> _AIM OF THE EXERCISE_
Each entry in the material below should be reproduced exactly.

> _WORKING DATA_

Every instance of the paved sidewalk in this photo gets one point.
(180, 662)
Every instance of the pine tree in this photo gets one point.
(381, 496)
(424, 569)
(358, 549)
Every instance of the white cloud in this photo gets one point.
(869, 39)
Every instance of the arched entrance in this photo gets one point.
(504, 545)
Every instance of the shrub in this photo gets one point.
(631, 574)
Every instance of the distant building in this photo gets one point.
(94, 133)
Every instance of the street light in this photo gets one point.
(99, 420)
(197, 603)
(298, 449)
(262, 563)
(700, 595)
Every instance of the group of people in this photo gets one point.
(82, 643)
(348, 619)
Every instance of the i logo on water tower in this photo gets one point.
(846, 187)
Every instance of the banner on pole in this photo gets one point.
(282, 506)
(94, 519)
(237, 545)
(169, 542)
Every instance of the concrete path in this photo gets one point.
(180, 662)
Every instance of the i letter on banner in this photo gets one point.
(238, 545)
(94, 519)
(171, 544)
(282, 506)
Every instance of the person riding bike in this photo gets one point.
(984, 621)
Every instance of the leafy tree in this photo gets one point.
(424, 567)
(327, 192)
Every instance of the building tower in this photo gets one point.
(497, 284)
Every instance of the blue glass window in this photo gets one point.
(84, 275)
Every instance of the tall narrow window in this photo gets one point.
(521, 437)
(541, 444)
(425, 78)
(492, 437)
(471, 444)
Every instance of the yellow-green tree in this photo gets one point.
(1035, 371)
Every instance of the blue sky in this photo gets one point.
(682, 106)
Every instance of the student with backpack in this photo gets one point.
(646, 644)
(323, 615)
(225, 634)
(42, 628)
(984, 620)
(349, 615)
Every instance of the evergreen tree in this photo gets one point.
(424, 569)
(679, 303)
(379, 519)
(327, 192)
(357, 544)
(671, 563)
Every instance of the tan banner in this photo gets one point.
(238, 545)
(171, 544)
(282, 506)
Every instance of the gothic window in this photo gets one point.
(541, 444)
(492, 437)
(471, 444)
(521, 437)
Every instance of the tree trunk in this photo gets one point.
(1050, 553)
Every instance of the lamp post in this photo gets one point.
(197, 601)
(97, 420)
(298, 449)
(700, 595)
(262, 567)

> _RESPONSE BOX_
Every instance of the paved sidewalk in this photo gets one point.
(180, 662)
Every instance of the pine tree in this photo gets one point.
(381, 496)
(424, 569)
(358, 549)
Every instance of the white cloud in this photo gets one point.
(869, 39)
Every instance of the arched entrance in this photo gets one point.
(504, 545)
Every instance of the shrub in this photo gets one point.
(631, 574)
Every instance of the distant building in this photo gets one point.
(94, 133)
Every instance of the street light in this photo gets one point.
(99, 420)
(197, 603)
(298, 449)
(262, 563)
(700, 595)
Every instance of the group of people in this photo gets one point.
(82, 643)
(348, 619)
Every instance of the i logo on water tower in this photo gets one point.
(846, 187)
Every instance of the banner on pole in this photo gets one point.
(282, 506)
(94, 519)
(237, 545)
(169, 542)
Every instance of the concrete path in this photo gets one point.
(180, 662)
Every instance of the i letter on banner in this photo gets one point.
(238, 545)
(94, 519)
(171, 544)
(282, 506)
Every instance of the person riding bike in this photo gets one point.
(984, 621)
Every instance of the leafy tree in this photo gets one point.
(424, 567)
(327, 192)
Every instance of the building tower in this photo gets one point.
(497, 284)
Every instance of the blue glass window in this photo gets one point.
(84, 275)
Every instance of the tall narrow window in this photo gets one point.
(521, 437)
(541, 444)
(425, 78)
(492, 437)
(471, 444)
Every instance of the yellow-green tree in this photo gets one point.
(1035, 371)
Every instance of the blue sky in this photo gets one point.
(682, 106)
Every instance of the student with backpack in this photo gets one point.
(646, 644)
(323, 615)
(225, 634)
(42, 628)
(984, 620)
(349, 615)
Every instance of the evergreen tree in this photo gets one point.
(424, 569)
(679, 303)
(379, 519)
(327, 192)
(357, 544)
(671, 563)
Every instance of the tan banner in this photo gets one point.
(238, 545)
(171, 544)
(282, 506)
Every instance of the gothic window in this photo gets one point.
(541, 444)
(492, 437)
(471, 444)
(521, 437)
Every instance of the tree trunk in this photo gets one point.
(1050, 553)
Every instance of the lamp post in this photo gets one point.
(197, 601)
(97, 420)
(298, 449)
(700, 595)
(262, 567)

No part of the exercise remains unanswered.